**Text for analysis:**
==*==

2

I would like to calculate the median line by line in a dataframe of more than 500,000 rows. For the moment I'm using np.median because numpy is optimized to run on a single core. It's still very slow and I'd like to find a way to parallel the calculation

Specifically, I have N tables of size 13 x 500,000 and for each table I want to add the columns Q1, Q3 and median so that for each row the median column contains the median of the row. So I have to calculate N * 500,000 median values.

I tried with numexpr but it doesn't seem possible.

EDIT : In fact I also need Q1 and Q3 so I can't use the statistics module which doesn't allow to calculate quartiles. Here is how I calculate the median for the moment

    q = np.transpose(np.percentile(data[row_array], [25,50,75], axis = 1))
    data['Q1_' + family] = q[:,0]
    data['MEDIAN_' + family] = q[:,1]
    data['Q3_' + family] = q[:,2]

EDIT 2 I solved my problem by using the median of median algorithm as proposed below

3 Answers3

2

If a (close) approximation of the median is OK for your purposes, you should consider computing a median of medians, which is a divide and conquer strategy that can be executed in parallel. In principle, MoM has O(n) complexity for serial execution, approaching O(1) for parallel execution on massively parallel systems.

See this Wiki entry for a description and pseudo-code. See also this question on Stack Overflow and discussion of the code, and this ArXiv paper for a GPU implementation.

==*==

**Data:**
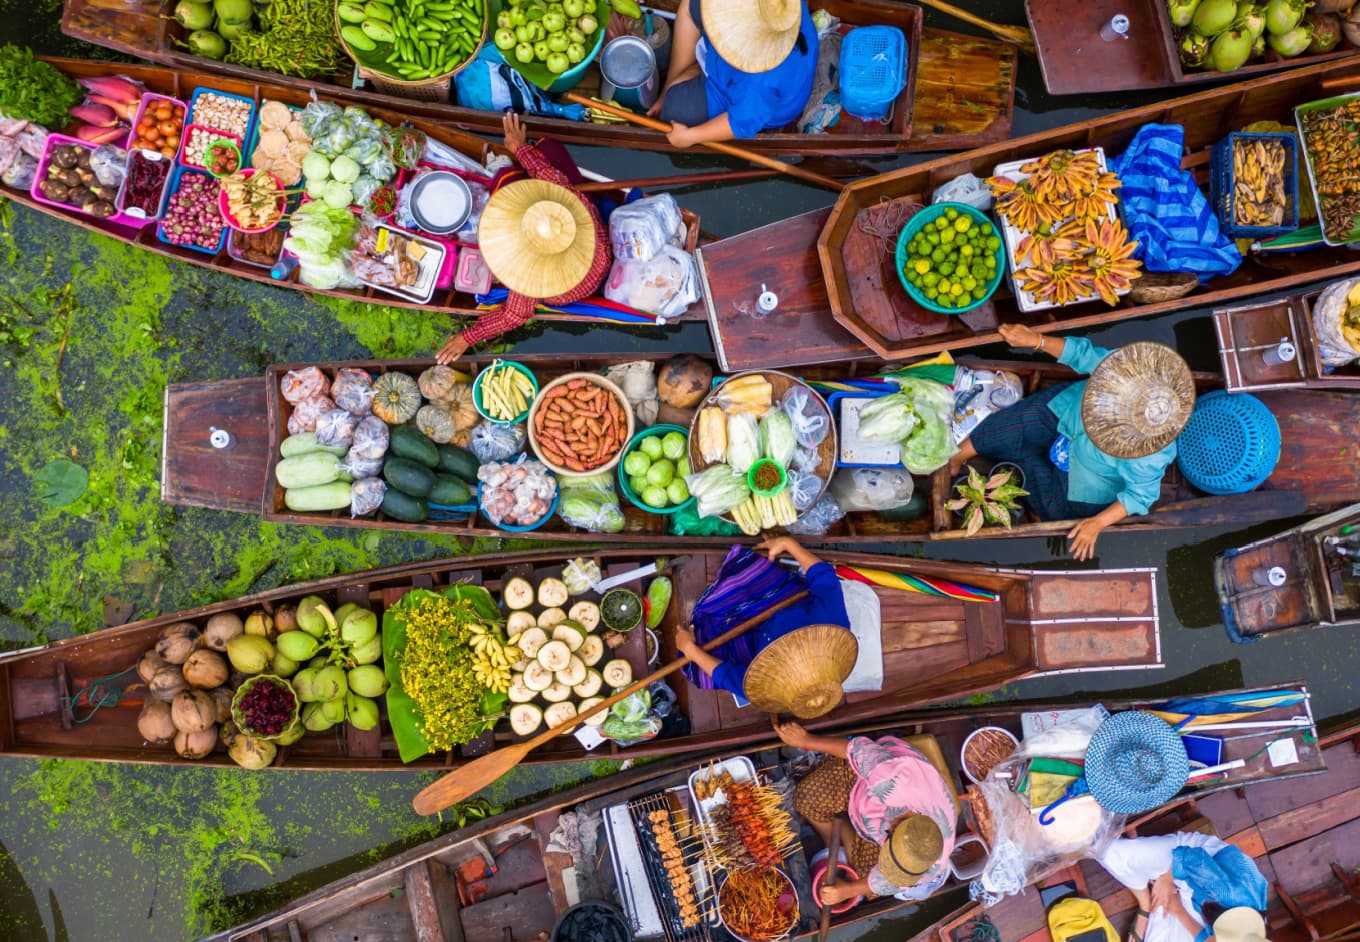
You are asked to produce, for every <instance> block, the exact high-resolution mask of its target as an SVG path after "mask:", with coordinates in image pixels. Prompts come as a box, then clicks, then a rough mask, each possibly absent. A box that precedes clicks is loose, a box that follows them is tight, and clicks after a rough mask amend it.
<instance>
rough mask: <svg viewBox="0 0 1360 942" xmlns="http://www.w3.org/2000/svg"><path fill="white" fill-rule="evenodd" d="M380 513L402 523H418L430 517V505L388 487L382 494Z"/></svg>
mask: <svg viewBox="0 0 1360 942" xmlns="http://www.w3.org/2000/svg"><path fill="white" fill-rule="evenodd" d="M382 512H384V514H386V515H388V517H390V518H392V519H394V521H401V522H403V523H419V522H420V521H423V519H426V518H427V517H430V504H427V503H426V502H424V499H423V498H412V496H411V495H409V493H403V492H401V491H398V489H397V488H394V487H390V488H388V489H386V491H385V492H384V493H382Z"/></svg>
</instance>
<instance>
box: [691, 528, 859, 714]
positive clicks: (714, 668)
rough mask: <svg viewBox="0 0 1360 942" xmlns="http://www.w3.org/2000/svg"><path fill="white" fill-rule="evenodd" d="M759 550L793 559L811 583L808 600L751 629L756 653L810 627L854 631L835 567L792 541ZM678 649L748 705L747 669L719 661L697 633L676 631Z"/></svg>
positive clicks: (711, 676)
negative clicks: (792, 632)
mask: <svg viewBox="0 0 1360 942" xmlns="http://www.w3.org/2000/svg"><path fill="white" fill-rule="evenodd" d="M756 549H763V551H766V552H767V553H768V555H770V559H771V560H778V559H779V557H781V556H789V557H792V559H793V560H794V561H796V563H797V564H798V565H800V567H802V578H804V579H806V582H808V595H806V598H802V599H800V601H797V602H794V604H793V605H790V606H789V608H786V609H781V610H779V612H775V613H774V614H772V616H770V617H768V618H766V620H764V621H763V623H762V624H759V625H756V627H755V628H752V629H751V635H752V636H753V640H755V650H756V651H762V650H764V648H766V647H767V646H768V644H770V643H771V642H774V640H775V639H779V638H783V636H785V635H787V633H789V632H792V631H797V629H798V628H805V627H806V625H840V627H842V628H849V627H850V616H849V614H847V613H846V601H845V595H843V594H842V593H840V578H839V576H838V575H836V568H835V567H834V565H831V563H826V561H823V560H820V559H817V557H816V556H813V555H812V553H809V552H808V551H806V549H804V548H802V545H801V544H798V541H797V540H793V538H792V537H775V538H772V540H766V541H764V542H762V544H760V545H759V546H756ZM676 648H679V651H680V654H683V655H685V657H687V658H690V659H691V661H694V662H695V663H696V665H698V666H699V669H700V670H703V673H706V674H709V676H710V677H713V685H714V686H715V688H718V689H722V691H728V692H730V693H733V695H734V696H737V697H738V699H740V700H743V701H745V678H747V666H745V665H737V663H729V662H726V661H718V659H717V658H715V657H713V655H711V654H709V652H707V651H704V650H703V648H702V647H699V644H698V643H696V642H695V638H694V632H692V631H690V629H688V628H680V629H677V631H676Z"/></svg>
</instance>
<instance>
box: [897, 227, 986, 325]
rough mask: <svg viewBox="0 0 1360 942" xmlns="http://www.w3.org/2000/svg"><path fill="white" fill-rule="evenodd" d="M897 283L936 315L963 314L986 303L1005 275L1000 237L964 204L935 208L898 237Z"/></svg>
mask: <svg viewBox="0 0 1360 942" xmlns="http://www.w3.org/2000/svg"><path fill="white" fill-rule="evenodd" d="M896 262H898V279H899V280H900V281H902V287H903V288H906V291H907V294H908V295H911V299H913V300H914V302H917V303H918V304H921V306H922V307H925V309H926V310H932V311H936V313H937V314H963V313H964V311H971V310H972V309H974V307H978V306H979V304H982V303H983V302H986V300H987V299H989V298H990V296H991V295H993V292H996V290H997V285H1000V284H1001V276H1002V275H1005V269H1006V261H1005V247H1004V246H1002V243H1001V232H998V231H997V227H996V224H994V223H993V222H991V220H990V219H989V217H987V215H986V213H983V212H979V211H978V209H974V208H972V207H970V205H967V204H964V203H936V204H934V205H932V207H926V208H925V209H922V211H919V212H918V213H917V215H914V216H913V217H911V219H908V220H907V224H906V226H904V227H903V230H902V234H900V235H898V253H896Z"/></svg>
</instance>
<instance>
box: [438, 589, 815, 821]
mask: <svg viewBox="0 0 1360 942" xmlns="http://www.w3.org/2000/svg"><path fill="white" fill-rule="evenodd" d="M806 595H808V593H806V590H804V591H798V593H794V594H793V595H790V597H789V598H786V599H783V601H779V602H775V604H774V605H771V606H770V608H767V609H766V610H764V612H762V613H760V614H756V616H752V617H749V618H747V620H745V621H743V623H741V624H740V625H737V627H736V628H732V629H730V631H726V632H724V633H722V635H718V636H717V638H715V639H713V640H711V642H709V643H707V644H704V646H703V650H704V651H711V650H714V648H715V647H719V646H722V644H726V643H728V642H730V640H732V639H733V638H737V636H738V635H743V633H744V632H747V631H748V629H751V628H755V627H756V625H759V624H760V623H763V621H764V620H766V618H768V617H770V616H771V614H774V613H775V612H778V610H781V609H786V608H789V606H790V605H793V604H794V602H797V601H800V599H802V598H805V597H806ZM687 663H690V658H688V657H684V658H680V659H679V661H672V662H670V663H668V665H666V666H664V667H658V669H657V670H654V671H651V673H650V674H647V676H646V677H643V678H642V680H639V681H635V682H632V684H630V685H628V686H626V688H623V689H622V691H619V692H617V693H615V695H613V696H611V697H605V699H604V700H601V701H600V703H597V704H596V705H593V707H590V708H589V710H583V711H581V712H579V714H577V715H575V716H573V718H571V719H568V720H567V722H566V723H560V725H558V726H554V727H551V729H548V730H544V731H543V733H540V734H539V735H536V737H533V738H532V739H526V741H524V742H517V744H514V745H513V746H503V748H500V749H496V750H495V752H492V753H488V754H486V756H481V757H480V758H475V760H472V761H471V763H468V764H466V765H461V767H458V768H456V769H454V771H452V772H449V773H446V775H445V776H442V778H441V779H439V780H438V782H435V783H434V784H428V786H426V787H424V788H422V790H420V794H418V795H416V797H415V801H413V802H411V806H412V807H415V810H416V814H434V813H435V812H442V810H443V809H446V807H449V806H450V805H456V803H457V802H461V801H464V799H466V798H469V797H472V795H475V794H476V792H479V791H481V790H483V788H486V787H487V786H488V784H491V783H492V782H495V780H496V779H499V778H500V776H502V775H505V773H506V772H509V771H510V769H513V768H514V767H515V765H518V764H520V761H521V760H522V758H524V757H525V756H528V754H529V753H530V752H533V750H534V749H537V748H539V746H541V745H543V744H545V742H549V741H551V739H555V738H558V737H559V735H563V734H564V733H570V731H571V730H574V729H575V727H577V726H579V725H581V723H582V722H583V720H586V719H588V718H590V716H594V715H596V714H598V712H602V711H605V710H608V708H609V707H612V705H613V704H616V703H619V701H620V700H626V699H627V697H630V696H632V695H634V693H636V692H638V691H645V689H647V688H649V686H651V684H654V682H656V681H658V680H661V678H662V677H666V676H668V674H673V673H675V671H677V670H680V669H681V667H684V666H685V665H687Z"/></svg>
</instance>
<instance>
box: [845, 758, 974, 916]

==*==

**Exercises:**
• 1. Answer these questions using the forum thread:
(a) What size is each of the N tables?
(b) Why can the statistics module not be used?
(c) What complexity does the reply give for serial execution of a median of medians?
• 2. Copy the passage of the forum thread starting at "I would like" and ending at "doesn't seem possible.".
Rely solely on the forum thread; the items play no part here.

**Outputs by task:**
• 1.
(a) 13 x 500,000.
(b) It doesn't allow quartiles to be calculated, and Q1 and Q3 are also needed.
(c) O(n).

• 2.
I would like to calculate the median line by line in a dataframe of more than 500,000 rows. For the moment I'm using np.median because numpy is optimized to run on a single core. It's still very slow and I'd like to find a way to parallel the calculation

Specifically, I have N tables of size 13 x 500,000 and for each table I want to add the columns Q1, Q3 and median so that for each row the median column contains the median of the row. So I have to calculate N * 500,000 median values.

I tried with numexpr but it doesn't seem possible.